* BEGIN Text excerpt *

Right, BC. The only money out of pocket was for the sink ($149). All the rest was reclaimed. Even the little drain board on the table on the left. My wife was using it for an under sink cabinet liner for bottles of vinegar, oil, etc. I bought some vinyl flooring from a local big box and lined her cabinets with that, cut to size. Easier for my bride to clean and more durable than shelf paper. The flooring was a closeout so I got it for a song. Also, the front legs of the table on the left are from the headboard of our first bed.

When I was a kid, many moons ago, we used to say, "Use it up, wear it out, make it do or do without!" Hard to break old habits.


----------



## jking (Dec 24, 2019)

Mario Dinis said:


> What a great idea. I have a spare pump. I'm definatly making one of these.

* END Text excerpt *

• Short task A: Please write out everything in the listing from its first line down to the line containing "POLYGON ((672 468, 679", with both of those lines included.

* BEGIN Available data *

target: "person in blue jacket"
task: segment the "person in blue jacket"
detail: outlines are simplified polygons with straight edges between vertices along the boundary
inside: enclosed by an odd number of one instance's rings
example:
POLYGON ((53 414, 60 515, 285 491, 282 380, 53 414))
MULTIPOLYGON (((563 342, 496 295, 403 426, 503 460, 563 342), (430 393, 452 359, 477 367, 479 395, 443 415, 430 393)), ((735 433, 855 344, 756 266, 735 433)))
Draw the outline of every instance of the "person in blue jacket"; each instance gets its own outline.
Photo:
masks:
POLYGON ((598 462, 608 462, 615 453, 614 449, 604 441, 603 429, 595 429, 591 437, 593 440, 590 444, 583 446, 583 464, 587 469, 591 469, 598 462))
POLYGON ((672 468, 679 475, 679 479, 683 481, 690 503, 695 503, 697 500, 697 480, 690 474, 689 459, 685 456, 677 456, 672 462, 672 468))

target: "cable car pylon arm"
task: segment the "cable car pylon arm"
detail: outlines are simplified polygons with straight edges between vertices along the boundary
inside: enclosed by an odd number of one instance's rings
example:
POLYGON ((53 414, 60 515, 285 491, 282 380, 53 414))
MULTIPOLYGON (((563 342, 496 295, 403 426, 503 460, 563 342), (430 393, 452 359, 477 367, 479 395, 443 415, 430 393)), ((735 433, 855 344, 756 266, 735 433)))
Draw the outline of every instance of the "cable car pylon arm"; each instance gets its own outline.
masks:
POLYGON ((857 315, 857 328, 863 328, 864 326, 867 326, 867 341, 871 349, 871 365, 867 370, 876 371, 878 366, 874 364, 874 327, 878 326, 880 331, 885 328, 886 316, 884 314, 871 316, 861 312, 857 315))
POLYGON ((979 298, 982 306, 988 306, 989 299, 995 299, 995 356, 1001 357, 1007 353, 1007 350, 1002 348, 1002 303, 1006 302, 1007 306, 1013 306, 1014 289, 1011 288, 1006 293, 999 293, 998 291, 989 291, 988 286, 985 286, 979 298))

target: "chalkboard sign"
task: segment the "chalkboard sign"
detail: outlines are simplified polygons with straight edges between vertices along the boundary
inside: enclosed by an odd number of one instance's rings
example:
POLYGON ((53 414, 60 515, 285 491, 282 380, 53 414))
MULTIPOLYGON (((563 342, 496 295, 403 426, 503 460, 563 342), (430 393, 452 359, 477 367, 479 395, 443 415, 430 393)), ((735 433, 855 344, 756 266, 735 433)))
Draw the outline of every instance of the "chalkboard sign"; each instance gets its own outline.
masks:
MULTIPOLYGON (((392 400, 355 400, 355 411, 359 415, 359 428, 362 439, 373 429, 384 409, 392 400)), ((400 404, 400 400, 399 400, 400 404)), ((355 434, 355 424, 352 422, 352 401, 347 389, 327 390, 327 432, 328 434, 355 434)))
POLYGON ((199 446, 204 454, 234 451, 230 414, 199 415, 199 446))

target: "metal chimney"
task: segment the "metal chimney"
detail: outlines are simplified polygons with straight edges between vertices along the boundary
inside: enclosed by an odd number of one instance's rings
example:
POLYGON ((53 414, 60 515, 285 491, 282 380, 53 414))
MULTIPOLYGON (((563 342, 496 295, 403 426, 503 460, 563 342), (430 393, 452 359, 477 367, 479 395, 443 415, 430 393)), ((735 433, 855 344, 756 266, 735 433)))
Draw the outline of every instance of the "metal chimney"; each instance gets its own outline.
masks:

* END Available data *

• Short task B: Extend the forum thread about the reclaimed sink and table from the point where it stops.

• Right answer A:
target: "person in blue jacket"
task: segment the "person in blue jacket"
detail: outlines are simplified polygons with straight edges between vertices along the boundary
inside: enclosed by an odd number of one instance's rings
example:
POLYGON ((53 414, 60 515, 285 491, 282 380, 53 414))
MULTIPOLYGON (((563 342, 496 295, 403 426, 503 460, 563 342), (430 393, 452 359, 477 367, 479 395, 443 415, 430 393)), ((735 433, 855 344, 756 266, 735 433)))
Draw the outline of every instance of the "person in blue jacket"; each instance gets its own outline.
Photo:
masks:
POLYGON ((598 462, 608 462, 615 453, 614 449, 604 441, 603 429, 595 429, 591 437, 593 440, 590 444, 583 446, 583 464, 587 469, 591 469, 598 462))
POLYGON ((672 468, 679 475, 679 479, 683 481, 690 503, 695 503, 697 500, 697 480, 690 474, 689 459, 685 456, 677 456, 672 462, 672 468))

• Right answer B:
When selecting a drill bit, take note of the GPH of the pump you will be using. First try for me was with a 1/8" bit as the tutorial says and I found that with the number of holes I drilled the flow was less than desirable. I made a new PVC upright and used a 1/16" drill bit for the second and it was much better.

I also find that because I was conservative on how many holes I drilled, I have to rotate the carboy 1/4 turns every 5 minutes or so to make sure all the crud comes off. I have the parts to make a few more test wands to improve the setup but won't be able to get around to it until after the holidays. I like this setup because I can move the pump, lid, and carboy from the wash to rinse bucket in about 10 seconds, and it also doesn't use nearly as much cleaner as filling/soaking. As the article suggests, use a non-foaming cleaner. I use EasyClean.


----------



## bakervinyard (Dec 24, 2019)

@Rocky, Could you post a picture of the carboy rack from the front. I'd like ti use your idea and make a few for myself. Thanks, Bakervinyard


----------



## bakervinyard (Dec 24, 2019)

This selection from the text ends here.